(Data excerpts)
*** Block opens ***
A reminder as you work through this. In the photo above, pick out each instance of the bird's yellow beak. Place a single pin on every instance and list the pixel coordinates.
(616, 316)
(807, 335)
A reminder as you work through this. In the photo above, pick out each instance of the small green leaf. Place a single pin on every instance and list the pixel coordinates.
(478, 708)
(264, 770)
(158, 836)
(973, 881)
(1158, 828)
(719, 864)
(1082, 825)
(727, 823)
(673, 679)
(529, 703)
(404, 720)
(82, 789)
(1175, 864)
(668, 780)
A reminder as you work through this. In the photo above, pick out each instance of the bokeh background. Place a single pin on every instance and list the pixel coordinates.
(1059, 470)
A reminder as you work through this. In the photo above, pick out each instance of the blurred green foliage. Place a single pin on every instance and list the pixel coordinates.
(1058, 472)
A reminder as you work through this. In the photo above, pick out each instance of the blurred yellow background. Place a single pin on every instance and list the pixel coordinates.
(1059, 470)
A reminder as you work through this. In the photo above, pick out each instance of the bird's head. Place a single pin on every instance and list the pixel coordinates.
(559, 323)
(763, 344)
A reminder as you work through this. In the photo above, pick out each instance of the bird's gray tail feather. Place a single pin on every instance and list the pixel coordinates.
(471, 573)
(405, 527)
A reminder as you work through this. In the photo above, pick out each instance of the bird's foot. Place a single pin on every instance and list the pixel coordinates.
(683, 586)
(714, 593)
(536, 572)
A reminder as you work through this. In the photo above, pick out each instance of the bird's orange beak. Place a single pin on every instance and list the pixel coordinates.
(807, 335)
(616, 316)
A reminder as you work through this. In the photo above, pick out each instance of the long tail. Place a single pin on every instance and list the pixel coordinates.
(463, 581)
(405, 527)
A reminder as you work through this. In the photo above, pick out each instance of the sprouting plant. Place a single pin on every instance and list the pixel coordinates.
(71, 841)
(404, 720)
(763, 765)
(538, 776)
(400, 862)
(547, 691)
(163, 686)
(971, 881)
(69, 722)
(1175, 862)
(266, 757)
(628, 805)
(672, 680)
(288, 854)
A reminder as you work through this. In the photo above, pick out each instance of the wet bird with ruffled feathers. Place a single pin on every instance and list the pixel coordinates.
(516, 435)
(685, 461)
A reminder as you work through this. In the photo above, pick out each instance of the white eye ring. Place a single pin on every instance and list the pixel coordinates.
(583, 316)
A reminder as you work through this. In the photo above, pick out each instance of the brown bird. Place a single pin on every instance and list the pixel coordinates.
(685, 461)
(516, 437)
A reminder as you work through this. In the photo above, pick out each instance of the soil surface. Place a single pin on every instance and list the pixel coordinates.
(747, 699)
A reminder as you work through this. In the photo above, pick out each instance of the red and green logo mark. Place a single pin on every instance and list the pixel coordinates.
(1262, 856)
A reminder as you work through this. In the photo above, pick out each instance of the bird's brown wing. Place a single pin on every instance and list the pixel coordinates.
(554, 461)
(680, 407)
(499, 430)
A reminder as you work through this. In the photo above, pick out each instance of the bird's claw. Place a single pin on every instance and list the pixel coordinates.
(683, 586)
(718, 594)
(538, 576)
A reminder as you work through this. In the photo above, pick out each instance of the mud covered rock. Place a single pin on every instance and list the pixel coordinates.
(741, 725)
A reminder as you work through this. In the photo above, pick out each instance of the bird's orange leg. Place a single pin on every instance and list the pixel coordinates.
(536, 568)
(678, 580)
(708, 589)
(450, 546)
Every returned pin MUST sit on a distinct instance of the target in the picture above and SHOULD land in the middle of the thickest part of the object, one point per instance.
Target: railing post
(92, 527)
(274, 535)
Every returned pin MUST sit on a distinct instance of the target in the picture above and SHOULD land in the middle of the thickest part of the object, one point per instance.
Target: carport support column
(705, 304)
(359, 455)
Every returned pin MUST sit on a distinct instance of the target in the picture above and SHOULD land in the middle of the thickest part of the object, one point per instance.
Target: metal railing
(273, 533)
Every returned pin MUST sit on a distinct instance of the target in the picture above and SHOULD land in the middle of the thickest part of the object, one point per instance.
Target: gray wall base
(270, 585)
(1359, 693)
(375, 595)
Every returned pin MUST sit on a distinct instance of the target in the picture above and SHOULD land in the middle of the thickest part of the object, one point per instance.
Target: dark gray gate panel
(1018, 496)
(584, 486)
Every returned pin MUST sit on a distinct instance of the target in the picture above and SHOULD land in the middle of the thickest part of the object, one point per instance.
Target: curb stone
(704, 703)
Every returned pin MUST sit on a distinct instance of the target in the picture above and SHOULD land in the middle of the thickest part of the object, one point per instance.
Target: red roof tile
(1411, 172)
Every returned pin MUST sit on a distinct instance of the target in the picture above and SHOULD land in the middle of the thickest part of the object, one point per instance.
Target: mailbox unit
*** Block closes ***
TASK BRIEF: Exact retyping of every entry is required.

ANSWER FOR THIS EXERCISE:
A reminder as you work through this. In the photo above, pick out each instance of the bird's yellow beak. Place a single pin on every instance and list the pixel coordinates.
(616, 316)
(807, 335)
A reminder as you work through this. In the photo above, pick out each instance of the small green leaf. Place a single pin on every instance and list the pixel coordinates.
(478, 708)
(264, 770)
(158, 836)
(973, 881)
(1158, 828)
(719, 864)
(1082, 825)
(727, 823)
(673, 679)
(529, 703)
(404, 720)
(82, 789)
(1175, 864)
(668, 780)
A reminder as you work through this. In the photo above, pick out each instance of the bokeh background. Place a single pin on every instance and list the pixel coordinates.
(1059, 470)
A reminder as you work through this. In the photo above, pick out each instance of the blurred green foliage. Place a single pin on every instance and list the pixel coordinates.
(1058, 472)
A reminder as you work through this. In the photo above, pick out each instance of the blurred yellow background. Place a single pin on every instance and list the pixel coordinates.
(1059, 470)
A reminder as you work through this. In the photo above, pick out each instance of the bird's head. Place a single pin on every instance and list the pixel coordinates.
(559, 323)
(763, 344)
A reminder as you work through this. In the photo above, pick out each instance of the bird's gray tail feather. Place a single pin on every instance and list the pixel coordinates.
(471, 573)
(405, 527)
A reminder as you work through this. In the photo above, pick out each instance of the bird's foot. Place a single pin on every instance and list the pixel coordinates.
(683, 586)
(714, 593)
(536, 572)
A reminder as you work through this. In the photo above, pick out each instance of the bird's orange beak. Place a single pin on every instance and list the pixel coordinates.
(807, 335)
(616, 316)
A reminder as you work through this. In the photo above, pick out each instance of the long tail. Place a single pin on every instance and list the pixel coordinates.
(463, 581)
(405, 527)
A reminder as you work through this. In the photo above, pick out each instance of the sprouting plant. Place a single pin on every instance and list the pixel coordinates.
(71, 841)
(404, 720)
(763, 765)
(538, 776)
(400, 862)
(547, 691)
(163, 686)
(971, 881)
(69, 722)
(1175, 862)
(266, 757)
(628, 805)
(672, 680)
(288, 854)
A reminder as you work through this. In the photo above, pick out each instance of the wet bird with ruffled feathers. Place a single pin on every instance and list the pixel coordinates.
(516, 435)
(685, 461)
A reminder as you work through this. In the photo above, pick out each instance of the white eye ring. Place a single pin on every instance and list the pixel coordinates.
(583, 316)
A reminder as you work through this. In the photo above, pick out each instance of the brown bird. Place a single pin on every instance and list the pixel coordinates.
(685, 461)
(516, 437)
A reminder as you work through this. In the photo above, pick out each instance of the soil surface. Place a single pin on every instance and list the pixel coordinates.
(747, 699)
A reminder as you work through this. In the photo above, pick out each instance of the red and green logo mark. Place a single pin on every instance and list the pixel coordinates.
(1262, 856)
A reminder as you work through this. In the photo above, pick out each instance of the bird's brown wing. Place a single pin on every instance and list the pixel coordinates.
(554, 461)
(680, 407)
(499, 430)
A reminder as you work through this. In the photo above, pick out each instance of the bird's claw. Place a single pin on every instance and list the pixel coordinates.
(683, 586)
(718, 594)
(538, 576)
A reminder as you work through this. In the photo above, pick out each instance of the mud covered rock. Place a single pin on every instance and list the pixel coordinates.
(741, 725)
A reminder as you work through this. In the photo above, pick out each instance of the bird's orange leg. Place a single pin on every instance and list the pixel coordinates.
(536, 568)
(678, 580)
(708, 589)
(450, 546)
Every returned pin MUST sit on a distinct instance of the target in the picture above and SHOULD land in the middle of the thickest part of the object, one point per instance.
Target: railing post
(92, 527)
(274, 535)
Every returned pin MUST sit on a distinct instance of the target in the picture above and SHOULD land in the middle of the thickest part of the object, one point per instance.
Target: carport support column
(705, 304)
(359, 455)
Every returned pin MUST sit on a distinct instance of the target in the picture above and SHOULD land in the middle of the thickest part of the object, one point per instance.
Target: metal railing
(273, 533)
Every returned pin MUST sit on a distinct instance of the target in the picture above and SHOULD land in the middle of the thickest part of the object, one point per instance.
Target: gray wall base
(270, 585)
(1359, 693)
(375, 595)
Every returned pin MUST sit on a distinct instance of the target in the picture above and SHOULD land in the middle of the thickest part of the object, one point per instance.
Target: dark gray gate panel
(1018, 496)
(584, 486)
Every returned pin MUST sit on a distinct instance of the target in the picture above and SHOULD land in the middle of the thickest part of the object, one point per instance.
Target: curb stone
(704, 703)
Every returned pin MUST sit on a distinct instance of the target in the picture above and SHOULD land in the middle of the thickest part of the object, one point per instance.
Target: red roof tile
(1411, 172)
Every returned pin MUST sit on a distinct instance of the target in the picture above and SHOULD land in the middle of the thickest part of the object, one point per instance.
Target: mailbox unit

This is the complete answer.